Begin at the top of the following data. Copy each line exactly until you have copied the line containing "negative clicks: (990, 872)".
_ _ _ _ _ _ _
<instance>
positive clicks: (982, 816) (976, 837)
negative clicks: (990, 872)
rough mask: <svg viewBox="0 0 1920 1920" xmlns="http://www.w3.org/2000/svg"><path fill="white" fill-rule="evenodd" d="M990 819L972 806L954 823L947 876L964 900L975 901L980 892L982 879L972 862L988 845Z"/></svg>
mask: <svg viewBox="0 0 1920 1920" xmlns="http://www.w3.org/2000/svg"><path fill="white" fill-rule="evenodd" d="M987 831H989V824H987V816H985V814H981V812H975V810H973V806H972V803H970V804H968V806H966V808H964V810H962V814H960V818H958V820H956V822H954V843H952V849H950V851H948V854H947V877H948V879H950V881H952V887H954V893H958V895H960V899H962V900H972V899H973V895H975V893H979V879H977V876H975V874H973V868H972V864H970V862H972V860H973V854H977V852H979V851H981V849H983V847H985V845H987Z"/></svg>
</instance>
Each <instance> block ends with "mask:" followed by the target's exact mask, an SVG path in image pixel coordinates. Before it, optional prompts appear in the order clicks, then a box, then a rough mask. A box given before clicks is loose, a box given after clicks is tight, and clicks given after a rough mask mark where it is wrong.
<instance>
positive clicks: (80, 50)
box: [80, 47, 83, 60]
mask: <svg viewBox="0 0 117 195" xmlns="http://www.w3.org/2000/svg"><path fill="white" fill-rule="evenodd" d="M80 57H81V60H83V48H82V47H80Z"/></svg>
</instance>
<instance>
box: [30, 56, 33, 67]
_ _ _ _ _ _ _
→ **TASK ANSWER**
<instance>
positive clicks: (982, 816) (976, 837)
negative clicks: (990, 872)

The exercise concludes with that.